**Directive**
Starting with the line containing "Target: dog's tongue" and continuing through the end of the lines, write those lines out again, substituting "Please" for "Would you be so good as to" and changing nothing else.
-- start Data provided --
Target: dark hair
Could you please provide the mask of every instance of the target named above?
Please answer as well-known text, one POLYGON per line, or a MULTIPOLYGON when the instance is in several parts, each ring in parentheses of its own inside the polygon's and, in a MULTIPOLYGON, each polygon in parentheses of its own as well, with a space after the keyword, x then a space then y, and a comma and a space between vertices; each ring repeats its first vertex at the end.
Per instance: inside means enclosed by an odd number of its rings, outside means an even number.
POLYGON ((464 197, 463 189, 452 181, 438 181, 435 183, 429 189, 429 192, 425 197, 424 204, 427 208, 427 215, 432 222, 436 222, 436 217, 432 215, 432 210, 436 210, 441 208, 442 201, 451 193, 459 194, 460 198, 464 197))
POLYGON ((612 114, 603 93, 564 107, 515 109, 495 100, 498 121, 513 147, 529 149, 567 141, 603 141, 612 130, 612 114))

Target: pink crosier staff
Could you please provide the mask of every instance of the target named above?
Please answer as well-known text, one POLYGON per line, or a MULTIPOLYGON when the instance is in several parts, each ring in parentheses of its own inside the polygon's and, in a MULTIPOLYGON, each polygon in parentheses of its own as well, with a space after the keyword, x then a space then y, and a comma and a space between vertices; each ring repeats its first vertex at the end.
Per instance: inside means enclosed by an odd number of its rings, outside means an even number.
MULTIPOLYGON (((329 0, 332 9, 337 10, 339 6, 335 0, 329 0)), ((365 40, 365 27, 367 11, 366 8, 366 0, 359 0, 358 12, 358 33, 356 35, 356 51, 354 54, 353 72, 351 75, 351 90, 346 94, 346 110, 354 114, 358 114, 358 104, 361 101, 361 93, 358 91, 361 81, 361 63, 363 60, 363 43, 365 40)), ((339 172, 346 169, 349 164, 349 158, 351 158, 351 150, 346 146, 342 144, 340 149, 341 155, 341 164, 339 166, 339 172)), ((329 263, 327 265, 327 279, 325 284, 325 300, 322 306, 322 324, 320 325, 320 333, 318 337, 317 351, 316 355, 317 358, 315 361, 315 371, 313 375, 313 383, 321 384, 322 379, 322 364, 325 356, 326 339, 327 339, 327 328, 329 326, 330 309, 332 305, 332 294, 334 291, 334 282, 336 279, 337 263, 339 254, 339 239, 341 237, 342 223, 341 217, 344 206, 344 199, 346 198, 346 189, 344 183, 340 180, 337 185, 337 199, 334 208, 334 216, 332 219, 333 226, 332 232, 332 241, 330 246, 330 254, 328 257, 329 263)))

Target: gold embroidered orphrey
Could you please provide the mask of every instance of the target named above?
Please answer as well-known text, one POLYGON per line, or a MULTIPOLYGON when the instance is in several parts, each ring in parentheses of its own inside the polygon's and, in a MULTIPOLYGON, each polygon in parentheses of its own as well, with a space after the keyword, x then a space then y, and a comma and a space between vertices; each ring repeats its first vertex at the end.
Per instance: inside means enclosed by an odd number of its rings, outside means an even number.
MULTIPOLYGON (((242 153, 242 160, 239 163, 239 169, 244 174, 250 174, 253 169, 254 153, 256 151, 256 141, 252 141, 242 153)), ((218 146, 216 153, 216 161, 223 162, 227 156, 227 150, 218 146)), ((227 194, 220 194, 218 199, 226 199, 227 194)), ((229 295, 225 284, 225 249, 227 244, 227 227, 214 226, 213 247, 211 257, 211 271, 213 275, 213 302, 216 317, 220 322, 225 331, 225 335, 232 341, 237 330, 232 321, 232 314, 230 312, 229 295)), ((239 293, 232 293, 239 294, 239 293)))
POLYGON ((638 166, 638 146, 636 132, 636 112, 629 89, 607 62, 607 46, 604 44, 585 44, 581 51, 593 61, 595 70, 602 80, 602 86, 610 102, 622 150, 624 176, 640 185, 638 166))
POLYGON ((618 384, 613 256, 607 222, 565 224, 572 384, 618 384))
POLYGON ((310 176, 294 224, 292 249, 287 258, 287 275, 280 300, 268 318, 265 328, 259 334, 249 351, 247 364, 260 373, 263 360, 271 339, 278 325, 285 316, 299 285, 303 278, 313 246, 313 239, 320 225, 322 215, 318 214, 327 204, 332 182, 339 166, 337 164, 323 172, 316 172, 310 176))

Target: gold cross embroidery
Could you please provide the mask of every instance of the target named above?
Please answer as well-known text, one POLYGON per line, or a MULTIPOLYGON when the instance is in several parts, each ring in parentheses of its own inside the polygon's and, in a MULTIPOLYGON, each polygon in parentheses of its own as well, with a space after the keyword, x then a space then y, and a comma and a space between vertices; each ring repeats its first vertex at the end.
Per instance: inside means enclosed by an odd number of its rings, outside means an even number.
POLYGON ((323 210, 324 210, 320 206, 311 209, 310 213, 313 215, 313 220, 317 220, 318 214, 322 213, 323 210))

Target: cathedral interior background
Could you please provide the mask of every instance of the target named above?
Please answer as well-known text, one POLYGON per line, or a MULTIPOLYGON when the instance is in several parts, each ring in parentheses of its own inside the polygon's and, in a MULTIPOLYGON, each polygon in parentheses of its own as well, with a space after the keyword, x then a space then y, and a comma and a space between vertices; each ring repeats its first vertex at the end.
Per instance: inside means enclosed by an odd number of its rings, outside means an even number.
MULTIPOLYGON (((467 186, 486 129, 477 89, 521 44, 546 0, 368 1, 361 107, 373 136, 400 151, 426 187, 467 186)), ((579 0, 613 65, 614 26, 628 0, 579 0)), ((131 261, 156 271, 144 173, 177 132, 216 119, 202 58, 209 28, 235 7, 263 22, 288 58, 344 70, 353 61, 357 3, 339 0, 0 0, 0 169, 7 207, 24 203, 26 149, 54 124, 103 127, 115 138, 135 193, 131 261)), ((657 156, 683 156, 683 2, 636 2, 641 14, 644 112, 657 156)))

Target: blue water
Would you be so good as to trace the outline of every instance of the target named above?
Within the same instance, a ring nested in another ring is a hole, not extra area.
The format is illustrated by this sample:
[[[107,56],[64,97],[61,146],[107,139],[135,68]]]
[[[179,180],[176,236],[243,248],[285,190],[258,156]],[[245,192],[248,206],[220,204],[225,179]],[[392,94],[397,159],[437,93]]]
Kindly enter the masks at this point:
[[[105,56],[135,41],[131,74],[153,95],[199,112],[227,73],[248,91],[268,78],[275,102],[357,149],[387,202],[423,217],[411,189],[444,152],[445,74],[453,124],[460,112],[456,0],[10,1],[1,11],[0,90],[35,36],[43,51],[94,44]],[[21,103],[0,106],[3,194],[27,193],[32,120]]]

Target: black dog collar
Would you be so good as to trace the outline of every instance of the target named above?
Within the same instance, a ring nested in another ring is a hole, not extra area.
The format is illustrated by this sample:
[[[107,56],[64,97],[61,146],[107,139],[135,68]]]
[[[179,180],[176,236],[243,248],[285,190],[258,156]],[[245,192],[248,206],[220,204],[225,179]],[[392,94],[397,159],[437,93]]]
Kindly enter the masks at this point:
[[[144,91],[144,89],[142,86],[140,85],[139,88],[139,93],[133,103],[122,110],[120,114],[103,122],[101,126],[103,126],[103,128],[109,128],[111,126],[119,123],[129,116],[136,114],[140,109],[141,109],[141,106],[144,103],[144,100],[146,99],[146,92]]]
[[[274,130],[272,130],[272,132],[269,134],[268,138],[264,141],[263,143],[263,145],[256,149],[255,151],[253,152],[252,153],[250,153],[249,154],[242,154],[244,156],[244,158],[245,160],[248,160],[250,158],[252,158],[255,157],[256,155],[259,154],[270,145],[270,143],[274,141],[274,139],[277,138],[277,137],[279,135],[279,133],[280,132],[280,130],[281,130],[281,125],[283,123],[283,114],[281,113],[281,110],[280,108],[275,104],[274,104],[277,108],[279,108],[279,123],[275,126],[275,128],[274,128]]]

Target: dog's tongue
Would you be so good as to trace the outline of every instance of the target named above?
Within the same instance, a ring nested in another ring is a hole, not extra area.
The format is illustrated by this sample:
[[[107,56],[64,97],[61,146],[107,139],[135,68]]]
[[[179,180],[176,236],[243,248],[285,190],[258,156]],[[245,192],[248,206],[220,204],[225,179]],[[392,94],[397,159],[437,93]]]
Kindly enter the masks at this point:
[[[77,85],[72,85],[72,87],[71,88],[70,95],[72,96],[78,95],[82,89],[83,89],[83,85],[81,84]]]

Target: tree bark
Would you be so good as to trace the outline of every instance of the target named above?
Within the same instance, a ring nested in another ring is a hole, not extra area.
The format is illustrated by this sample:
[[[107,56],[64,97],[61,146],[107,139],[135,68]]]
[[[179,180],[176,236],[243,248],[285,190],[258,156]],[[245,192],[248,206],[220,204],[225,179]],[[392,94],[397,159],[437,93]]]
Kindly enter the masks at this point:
-- end Data provided --
**Correct answer**
Target: dog's tongue
Please trace the outline of every instance of the target named above?
Within the same instance, a ring nested in another ring is a hole, not extra area.
The format is illustrated by this sample:
[[[107,56],[64,97],[61,146],[107,139],[135,68]]]
[[[179,180],[176,236],[243,248],[285,190],[258,156]],[[245,192],[248,206],[220,204],[225,179]],[[392,94],[397,159],[437,93]]]
Kindly enter the masks at this point:
[[[77,85],[72,85],[72,87],[71,88],[70,95],[72,96],[78,95],[82,89],[83,89],[83,85],[81,84]]]

Target: tree bark
Please trace the outline of every instance of the target named above?
Within the same instance, a ring nested in another ring is a hole, not extra area.
The format is illustrated by this sample:
[[[107,56],[64,97],[61,146],[107,139],[135,68]]]
[[[179,180],[176,236],[243,248],[285,190],[258,156]],[[245,192],[248,206],[220,204],[225,179]],[[392,94],[397,159],[437,93]]]
Kindly enter the masks at this point:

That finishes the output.